◆ What to produce:
Please reproduce every one of the entries below word for word, leaving the pictures out of your copy.

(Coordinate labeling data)
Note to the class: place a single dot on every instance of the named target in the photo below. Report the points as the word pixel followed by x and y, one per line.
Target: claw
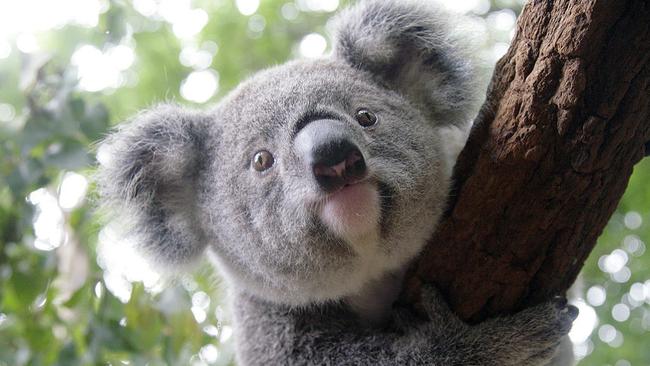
pixel 573 312
pixel 560 302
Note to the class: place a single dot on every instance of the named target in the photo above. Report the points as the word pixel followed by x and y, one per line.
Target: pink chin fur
pixel 352 211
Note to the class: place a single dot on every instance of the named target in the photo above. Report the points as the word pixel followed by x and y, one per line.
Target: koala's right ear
pixel 147 180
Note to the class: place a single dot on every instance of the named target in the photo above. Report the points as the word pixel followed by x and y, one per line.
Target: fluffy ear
pixel 147 180
pixel 410 46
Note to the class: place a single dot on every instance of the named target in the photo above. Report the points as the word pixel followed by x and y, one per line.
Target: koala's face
pixel 311 178
pixel 319 180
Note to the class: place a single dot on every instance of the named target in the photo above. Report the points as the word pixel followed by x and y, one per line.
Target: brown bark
pixel 566 118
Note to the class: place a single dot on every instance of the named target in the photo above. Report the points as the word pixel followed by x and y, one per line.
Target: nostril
pixel 332 174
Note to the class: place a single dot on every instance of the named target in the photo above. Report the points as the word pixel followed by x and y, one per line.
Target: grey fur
pixel 304 291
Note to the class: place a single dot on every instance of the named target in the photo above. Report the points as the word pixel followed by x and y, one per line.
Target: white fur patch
pixel 353 212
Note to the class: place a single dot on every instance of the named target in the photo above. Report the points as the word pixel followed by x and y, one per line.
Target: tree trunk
pixel 549 157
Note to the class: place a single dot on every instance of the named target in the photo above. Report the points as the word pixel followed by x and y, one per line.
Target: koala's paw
pixel 438 315
pixel 542 328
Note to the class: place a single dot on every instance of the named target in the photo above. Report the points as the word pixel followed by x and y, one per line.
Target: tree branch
pixel 549 157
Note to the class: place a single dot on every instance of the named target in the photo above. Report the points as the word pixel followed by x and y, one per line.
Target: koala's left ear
pixel 410 46
pixel 148 179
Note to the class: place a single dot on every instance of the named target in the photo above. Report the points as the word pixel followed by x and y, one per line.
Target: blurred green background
pixel 70 69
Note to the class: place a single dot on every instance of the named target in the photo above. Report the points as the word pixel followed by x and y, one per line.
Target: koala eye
pixel 365 118
pixel 262 160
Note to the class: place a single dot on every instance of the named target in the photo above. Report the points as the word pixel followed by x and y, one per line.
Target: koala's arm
pixel 270 334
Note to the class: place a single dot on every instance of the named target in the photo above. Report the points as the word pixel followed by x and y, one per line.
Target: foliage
pixel 59 305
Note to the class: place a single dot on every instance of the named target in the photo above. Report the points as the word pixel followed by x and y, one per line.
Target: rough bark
pixel 566 118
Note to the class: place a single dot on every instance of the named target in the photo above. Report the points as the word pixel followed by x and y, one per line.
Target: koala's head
pixel 311 178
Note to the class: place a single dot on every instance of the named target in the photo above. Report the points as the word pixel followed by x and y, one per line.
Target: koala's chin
pixel 353 213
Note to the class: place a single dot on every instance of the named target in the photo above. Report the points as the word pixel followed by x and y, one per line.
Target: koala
pixel 312 186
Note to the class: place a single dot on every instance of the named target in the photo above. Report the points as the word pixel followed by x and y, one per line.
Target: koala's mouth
pixel 354 210
pixel 386 200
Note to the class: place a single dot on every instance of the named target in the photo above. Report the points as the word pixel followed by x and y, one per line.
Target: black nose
pixel 328 149
pixel 336 164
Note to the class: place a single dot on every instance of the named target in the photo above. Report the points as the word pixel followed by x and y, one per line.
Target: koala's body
pixel 312 186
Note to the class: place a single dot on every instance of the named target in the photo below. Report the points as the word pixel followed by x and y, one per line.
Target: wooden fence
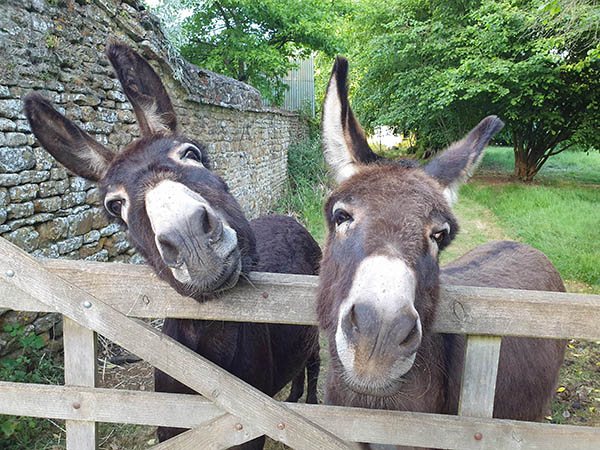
pixel 104 297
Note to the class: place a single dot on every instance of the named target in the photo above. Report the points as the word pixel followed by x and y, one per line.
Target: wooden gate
pixel 104 297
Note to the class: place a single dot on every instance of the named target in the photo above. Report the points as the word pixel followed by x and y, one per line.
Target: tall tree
pixel 435 68
pixel 255 41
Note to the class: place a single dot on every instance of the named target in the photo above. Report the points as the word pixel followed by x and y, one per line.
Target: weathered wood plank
pixel 135 291
pixel 221 433
pixel 80 370
pixel 478 385
pixel 106 405
pixel 171 357
pixel 352 424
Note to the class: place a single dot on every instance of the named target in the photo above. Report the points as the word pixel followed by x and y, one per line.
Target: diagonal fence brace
pixel 225 390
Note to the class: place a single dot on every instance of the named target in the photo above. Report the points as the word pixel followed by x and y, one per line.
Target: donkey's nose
pixel 211 225
pixel 365 327
pixel 169 246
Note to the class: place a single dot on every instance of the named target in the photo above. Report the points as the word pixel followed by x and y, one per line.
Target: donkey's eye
pixel 114 207
pixel 192 153
pixel 439 236
pixel 340 216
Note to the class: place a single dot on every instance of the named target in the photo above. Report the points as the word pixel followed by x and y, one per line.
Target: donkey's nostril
pixel 411 342
pixel 353 319
pixel 206 222
pixel 168 250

◆ Exercise response:
Note to the class: place a single dot on every instance of the named target in the photo below. Report the points as the word pixel followed by x and y, one per line.
Target: claw
pixel 573 312
pixel 560 302
Note to the class: place a single dot on every instance of the named target in the photo above. Report the points as the word pixel followed by x and y, one per line.
Target: pink chin fur
pixel 352 211
Note to the class: place a single dot on every instance of the named target in the photo above. Report the points as the word pixel followed by x and y, one per line.
Target: koala's right ear
pixel 147 180
Note to the class: place a single dot on every instance of the named target in the photo above. Report the points as the word pixel followed by x and y, one per line.
Target: fluffy ear
pixel 147 180
pixel 410 46
Note to the class: place a single dot on every instance of the named target in the photo above. Report the points as the word pixel followed by x and y, one per line.
Target: koala's face
pixel 311 178
pixel 319 180
Note to the class: place a single dot on every instance of the named target in the photo above. Report the points as the word pixel followed by x and y, one per line.
Target: brown bark
pixel 566 118
Note to the class: place a single dot on every instance of the named target in the photo above. Report the points as the word pixel followed by x and y, one per line.
Target: nostril
pixel 332 174
Note to the class: place a single dot on every instance of the named target in the photo above. Report the points as the word pixel followed by x and y, one per line.
Target: grey fur
pixel 304 291
Note to the class: place a single dot on every instance of the named target in the photo above. Report the points as the word pixel followed by x and y, one per line.
Target: white fur patch
pixel 353 212
Note to the class: place a single dot on every instance of the named target in the photo above. Report the points as the word pixel followed by x and y, one per line.
Target: tree trunk
pixel 549 157
Note to the class: place a single dot on every instance of the named target in the photo above. Report the points as the word pixel followed by x and y, one per line.
Target: koala's paw
pixel 438 315
pixel 542 328
Note to the class: place a single dot on every instance of the named target in the photo above. Report the points as the word pixel followed by x and y, one per line.
Target: tree branch
pixel 549 157
Note to the class: place a single dot on every instance of the named target in the photo above. Report the points as the word pixel followed by x and y, one per line.
Target: koala's left ear
pixel 410 46
pixel 148 179
Note to the class: place a single dot on every instance of the named target in the photo above. Report the points as the word pixel followed by x and y, one per line.
Target: blurred green background
pixel 70 69
Note to the class: place a single dot on every instance of the named target in the photo above. Report the points as the word pixel followed by x and y, one per line.
Target: koala eye
pixel 365 118
pixel 262 160
Note to the class: place a single dot on every instance of the named target in the photo above. Report the points as the word pixel followed by x and y, one per line.
Target: koala's arm
pixel 270 334
Note to the class: place a single dot on every instance of the named target in the photo above. Report the points as the word pixel followed by x and y, one per line.
Target: foliage
pixel 59 305
Note to the class: place a single dot on every instance of the named target in the photo above. Report the points as the word pixel followed by x and y, one per line.
Target: rough bark
pixel 566 118
Note to the class: place a single dot on every instance of the named target in the photo above. Report the points as the word pixel followed by x and y, one per line.
Target: koala's head
pixel 311 178
Note to the class: place a single dot on every instance of the named target in the photo above. Report the points as the word pixel followed by x and y, one per line.
Target: koala's chin
pixel 353 213
Note to the class: place a single dot on every instance of the named target in the photo above. Report the points as the word pixel followed by x and y, one per line.
Target: koala
pixel 312 186
Note to the class: place a single dot on every instance of the named target in the photo above. Report the points as the word pixel followed by x and y, one per line.
Target: koala's mouth
pixel 354 210
pixel 386 200
Note to the class: place a single dot on every instance of the named target in the photo above. Report the points as the word pixel followed by x and y, one per line.
Target: black nose
pixel 328 149
pixel 336 164
Note to the class: place a single dot on every instance of the named target in the photo above. Report the points as the word pixel followed by x and y, one per line.
Target: koala's body
pixel 312 186
Note to the class: place a single dot on every instance of the named target in the photo below. Report the points as the word pixel followed by x and y, one per line.
Target: wooden fence
pixel 104 297
Note to the class: place a single dot on every instance of the named target in the photo above. Report the points as the word pixel followed by x and y, one per line.
Target: wooden gate
pixel 104 297
Note to the class: place a single dot on every instance of the named target in the photo above. Report the points as the word pixel followed by x and y, one per line.
Target: tall tree
pixel 435 68
pixel 255 41
Note to the class: place a single dot on every instance of the named target in the photo above. Report the points as the word pixel followed by x and y, one per line.
Target: weathered wood plank
pixel 135 291
pixel 221 433
pixel 80 370
pixel 478 385
pixel 106 405
pixel 171 357
pixel 352 424
Note to the class: place a single dot on every instance of the named target in the photo above. Report the points as the word pixel followed by x and y, one per line.
Target: diagonal fence brace
pixel 225 390
Note to the class: place a single dot on every instance of the named target in the photo above. Report the points as the word pixel followed by x and y, one per line.
Target: donkey's nose
pixel 211 225
pixel 365 327
pixel 169 246
Note to the class: place a single dot on every instance of the named target in the photo above. Report the points as the word pixel followed by x and y, one per line.
Target: donkey's eye
pixel 114 207
pixel 192 153
pixel 439 236
pixel 340 216
Note to the class: place a single dot on every instance of the named target in the photo above. Report the points as the word pixel followed by x and y, one per line.
Target: donkey's nostril
pixel 411 342
pixel 353 319
pixel 206 222
pixel 168 250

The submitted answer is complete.